- **DOCUMENT EXCERPT**:
━━━

Financial difficulties force 50% of nursing students to consider quitting

Half of nursing students have considered quitting their course because of financial difficulties, according to survey results revealed exclusively to NT.

The credit crunch appears to be hitting students hard this year, with 50% saying they have thought of quitting due to money worries – up from 44% in 2007, results of Unison’s 2008 national survey of students show.

The survey also reveals that 70% of bursary students have to do extra work to supplement their income. Of these, 26% worked between 16 and 20 hours per week and 8% worked in excess of 21 hours.

Like last year nursing students are finishing their courses with an average debt of nearly £7,000. This represents a 177% increase since 2003, when the average debt was £2,500.

More than 90% of the 360 respondents said the current bursary system should be scrapped and students should be paid a salary instead.

Gail Adams, Unison’s head of nursing and report author, said: ‘Students are working an increasing amount of hours to survive. I am concerned about the number of hours they are working and the impact that it has on their studies and patient care.

━━━

- **EXERCISES**:
(1) List every distinct percentage figure in the article on nursing students' money troubles.
(2) In the article on nursing students' money troubles, what was the average debt of nursing students in 2003?
(3) Carry on the article on nursing students' money troubles from its last sentence.
The records have nothing to do with the article on nursing students' money troubles.

- **ENTRIES SHOWN**:
━━━

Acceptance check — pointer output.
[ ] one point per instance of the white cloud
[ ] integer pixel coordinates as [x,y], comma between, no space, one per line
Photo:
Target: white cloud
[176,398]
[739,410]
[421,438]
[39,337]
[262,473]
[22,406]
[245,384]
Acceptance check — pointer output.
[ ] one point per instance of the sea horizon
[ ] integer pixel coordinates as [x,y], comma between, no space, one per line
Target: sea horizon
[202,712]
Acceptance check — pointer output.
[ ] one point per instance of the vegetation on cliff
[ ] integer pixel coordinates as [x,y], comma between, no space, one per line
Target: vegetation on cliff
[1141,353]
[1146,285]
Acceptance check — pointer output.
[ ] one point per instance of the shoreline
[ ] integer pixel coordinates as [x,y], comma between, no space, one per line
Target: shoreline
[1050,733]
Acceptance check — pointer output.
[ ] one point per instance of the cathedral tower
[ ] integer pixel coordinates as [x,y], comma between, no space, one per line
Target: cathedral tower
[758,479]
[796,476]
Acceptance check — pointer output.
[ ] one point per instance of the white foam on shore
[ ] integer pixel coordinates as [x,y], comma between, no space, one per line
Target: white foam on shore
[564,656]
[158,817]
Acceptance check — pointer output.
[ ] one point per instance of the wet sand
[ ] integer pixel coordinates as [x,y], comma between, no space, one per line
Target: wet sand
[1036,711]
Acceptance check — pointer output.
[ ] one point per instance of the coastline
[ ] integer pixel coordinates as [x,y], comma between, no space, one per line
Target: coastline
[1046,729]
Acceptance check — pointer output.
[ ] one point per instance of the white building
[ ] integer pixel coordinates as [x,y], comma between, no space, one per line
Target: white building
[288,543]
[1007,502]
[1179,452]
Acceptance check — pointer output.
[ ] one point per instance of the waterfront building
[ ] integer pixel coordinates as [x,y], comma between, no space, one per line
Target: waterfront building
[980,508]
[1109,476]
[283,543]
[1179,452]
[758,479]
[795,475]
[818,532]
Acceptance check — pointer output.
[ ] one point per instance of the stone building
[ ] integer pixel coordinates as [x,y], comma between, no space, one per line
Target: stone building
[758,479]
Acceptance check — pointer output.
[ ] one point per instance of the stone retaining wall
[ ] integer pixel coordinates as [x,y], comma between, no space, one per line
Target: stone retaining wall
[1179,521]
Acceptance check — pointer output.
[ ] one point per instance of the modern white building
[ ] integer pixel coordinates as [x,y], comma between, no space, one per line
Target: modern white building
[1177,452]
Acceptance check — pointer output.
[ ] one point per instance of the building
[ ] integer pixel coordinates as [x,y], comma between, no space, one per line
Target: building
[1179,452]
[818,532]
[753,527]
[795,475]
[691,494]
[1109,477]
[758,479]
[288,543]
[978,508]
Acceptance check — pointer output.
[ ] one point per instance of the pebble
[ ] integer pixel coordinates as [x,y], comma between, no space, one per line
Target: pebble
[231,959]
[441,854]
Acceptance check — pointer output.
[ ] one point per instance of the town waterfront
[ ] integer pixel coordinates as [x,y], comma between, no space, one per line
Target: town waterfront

━━━

- **ANSWERS PROVIDED**:
(1) 50%, 44%, 70%, 26%, 8%, 177%, 90%

(2) £2,500

(3)
‘Other people may not like it but students felt that they should be salaried employees. That is not a popular option – but we have to start listening to what students are saying,’ she added.

But Ben Mott, chairperson of the RCN’s association of nursing students, said he was opposed to nursing students being paid a salary.

‘If you are on an employer’s terms and conditions, there is then the temptation for them to use us as solutions to gaps in the workforce,’ he said.

‘What we would find is that we would become glorified HCAs. We have got to have students who are totally supernumerary,’ he added.